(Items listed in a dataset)

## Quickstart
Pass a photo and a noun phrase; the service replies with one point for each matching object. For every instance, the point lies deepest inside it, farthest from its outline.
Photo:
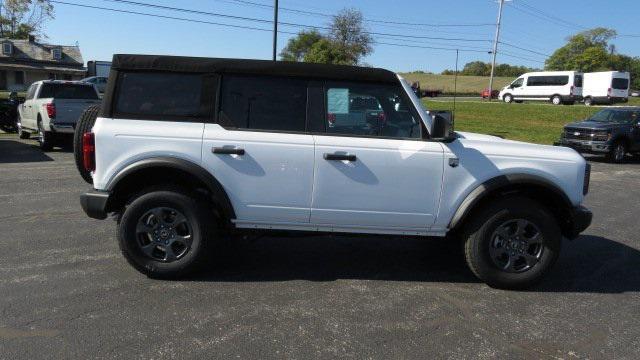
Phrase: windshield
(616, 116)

--

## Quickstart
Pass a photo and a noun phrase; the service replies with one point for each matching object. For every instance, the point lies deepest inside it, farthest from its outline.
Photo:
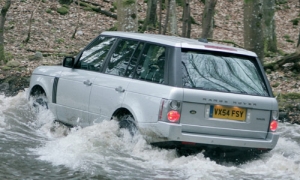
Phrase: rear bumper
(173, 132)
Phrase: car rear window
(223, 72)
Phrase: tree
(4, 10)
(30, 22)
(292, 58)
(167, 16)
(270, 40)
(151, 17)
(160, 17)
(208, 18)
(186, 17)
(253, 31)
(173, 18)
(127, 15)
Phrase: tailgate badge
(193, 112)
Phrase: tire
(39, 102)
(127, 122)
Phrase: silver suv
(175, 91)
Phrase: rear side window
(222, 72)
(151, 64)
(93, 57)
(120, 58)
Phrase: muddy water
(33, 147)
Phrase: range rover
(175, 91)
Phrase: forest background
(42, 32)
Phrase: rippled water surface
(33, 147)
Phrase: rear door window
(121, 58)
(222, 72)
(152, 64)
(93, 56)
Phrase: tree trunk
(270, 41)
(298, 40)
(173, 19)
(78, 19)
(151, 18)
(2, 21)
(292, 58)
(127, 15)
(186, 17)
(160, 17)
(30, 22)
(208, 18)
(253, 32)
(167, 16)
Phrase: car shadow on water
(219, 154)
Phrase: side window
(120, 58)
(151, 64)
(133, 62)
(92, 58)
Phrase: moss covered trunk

* * *

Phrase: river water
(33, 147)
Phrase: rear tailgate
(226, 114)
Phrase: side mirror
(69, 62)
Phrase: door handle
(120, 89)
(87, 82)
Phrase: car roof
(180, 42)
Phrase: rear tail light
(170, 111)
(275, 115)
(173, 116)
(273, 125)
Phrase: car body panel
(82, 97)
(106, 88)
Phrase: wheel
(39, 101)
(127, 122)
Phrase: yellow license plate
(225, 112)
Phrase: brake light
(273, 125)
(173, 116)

__Activity__
Each line above from the one with "Phrase: rear side window" up to and including the one with "Phrase: moss covered trunk" must be set down exactly, and no line outside that span may appear.

__Response to the exercise__
Phrase: rear side window
(222, 72)
(151, 64)
(93, 57)
(120, 58)
Phrase: muddy water
(33, 147)
Phrase: range rover
(175, 91)
Phrase: forest background
(42, 32)
Phrase: rippled water surface
(33, 147)
Phrase: rear door window
(121, 58)
(222, 72)
(152, 64)
(93, 56)
Phrase: tree trunk
(270, 41)
(298, 40)
(173, 19)
(78, 19)
(151, 18)
(2, 21)
(292, 58)
(127, 15)
(186, 17)
(160, 17)
(30, 22)
(208, 18)
(253, 32)
(167, 16)
Phrase: car shadow on water
(219, 154)
Phrase: side window
(120, 58)
(151, 64)
(133, 62)
(92, 58)
Phrase: moss covered trunk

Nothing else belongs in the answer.